_What to produce_
Continue the news report on the Rakhine state crisis, starting after its last sentence.

_Exercise passage_
━━━━━━━━━━

United States urges Myanmar to give access to restive Rakhine state

Expressing concern over the crisis in Myanmar, the United States has urged authorities to allow humanitarian access to restive Rakhine state. Refugees arriving in already packed camps in neighbouring Bangladesh, have harrowing tales of murder, rape and widespread arson to narrate. During the past two weeks, nearly 164,000 Rohingya have fled.

Aljazeera has quoted State Department spokeswoman Heather Nauert as saying, “There has been a significant displacement of local populations following serious allegations of human rights abuses – including mass burnings of Rohingya villages and violence conducted by security forces and also armed civilians.” He went on to say “We again condemn deadly attacks on Burmese security forces, but join the international community in calling on those forces to prevent further attacks on local populations.”

According to UN sources more than 250,000 refugees, most of them Rohingya, have fled Myanmar into Bangladesh since the violence began last October. Despite the fact that the Myanmar leader Aung San Suu Kyi says that her government was doing its best to protect everyone in Rakhine, she has turned blind eye to 1.1 million people who have been persecuted. Her attitude has led critics to demand revocation of her Nobel Peace Prize which she won in 1991 as a champion of democracy.

━━━━━━━━━━

_Data listing_

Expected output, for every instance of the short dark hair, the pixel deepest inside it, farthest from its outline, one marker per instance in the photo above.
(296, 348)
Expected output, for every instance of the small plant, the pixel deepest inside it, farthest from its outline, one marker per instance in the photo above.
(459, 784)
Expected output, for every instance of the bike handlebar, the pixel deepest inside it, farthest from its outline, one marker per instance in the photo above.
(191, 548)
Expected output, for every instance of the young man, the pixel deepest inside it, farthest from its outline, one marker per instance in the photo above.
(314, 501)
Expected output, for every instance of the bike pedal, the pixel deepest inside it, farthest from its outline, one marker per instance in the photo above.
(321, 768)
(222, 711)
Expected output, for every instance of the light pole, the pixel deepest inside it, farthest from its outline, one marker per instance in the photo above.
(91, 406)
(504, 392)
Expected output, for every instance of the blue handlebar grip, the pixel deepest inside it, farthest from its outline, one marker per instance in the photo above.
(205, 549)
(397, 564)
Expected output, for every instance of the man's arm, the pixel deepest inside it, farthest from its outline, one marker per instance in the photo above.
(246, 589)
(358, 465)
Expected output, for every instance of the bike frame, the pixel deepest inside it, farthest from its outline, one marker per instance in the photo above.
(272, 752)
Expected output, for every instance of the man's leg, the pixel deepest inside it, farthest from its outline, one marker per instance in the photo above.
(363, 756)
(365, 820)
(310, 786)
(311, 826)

━━━━━━━━━━

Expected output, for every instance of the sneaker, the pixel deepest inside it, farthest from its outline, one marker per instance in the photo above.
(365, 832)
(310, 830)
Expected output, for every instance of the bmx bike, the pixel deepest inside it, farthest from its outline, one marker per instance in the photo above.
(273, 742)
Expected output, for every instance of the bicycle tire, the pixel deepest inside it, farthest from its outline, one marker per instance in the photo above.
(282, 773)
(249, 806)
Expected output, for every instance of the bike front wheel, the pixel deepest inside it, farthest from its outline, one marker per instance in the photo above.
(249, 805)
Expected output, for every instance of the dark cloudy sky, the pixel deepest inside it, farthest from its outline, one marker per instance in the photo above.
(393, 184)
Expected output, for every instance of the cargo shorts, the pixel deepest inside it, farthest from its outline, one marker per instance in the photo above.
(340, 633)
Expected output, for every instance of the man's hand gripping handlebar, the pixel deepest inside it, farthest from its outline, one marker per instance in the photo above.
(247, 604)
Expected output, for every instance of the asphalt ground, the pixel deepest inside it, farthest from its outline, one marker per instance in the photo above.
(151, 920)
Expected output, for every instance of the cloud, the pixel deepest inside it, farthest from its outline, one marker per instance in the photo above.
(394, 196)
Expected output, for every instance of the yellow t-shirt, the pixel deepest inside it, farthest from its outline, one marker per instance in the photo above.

━━━━━━━━━━

_Expected answer_
The situation of Myanmar Muslims is very pathetic. Myanmar army has been trying to force them out of Rakhine state with a campaign of arson and killings forcing them to flee to Bangladesh. As revealed by medical charity Doctors Without Borders (known by its French acronym MSF) “Many refugees are stranded in no-man’s land between the border with Myanmar.”

In a tear-jerking incident, police in Bangladesh recovered the bodies of 17 people, many of them children, who drowned when boats packed with Rohingya refugees sank at the mouth of the Naf River. One of the Rohingya refugees, Tayeba Khatun said she and her family had waited four days for a place on a boat after fleeing her township in Rakhine. She recalled “People were squeezing into whatever space they could find on the rickety boats. I saw two of those boats sink.”

Though the Bangladeshi philanthropists are coming forward for relief work they are falling short of food as more people arrived. People are hungry, starving to death together, said Mazor Mustafa, a Bangladeshi businessman.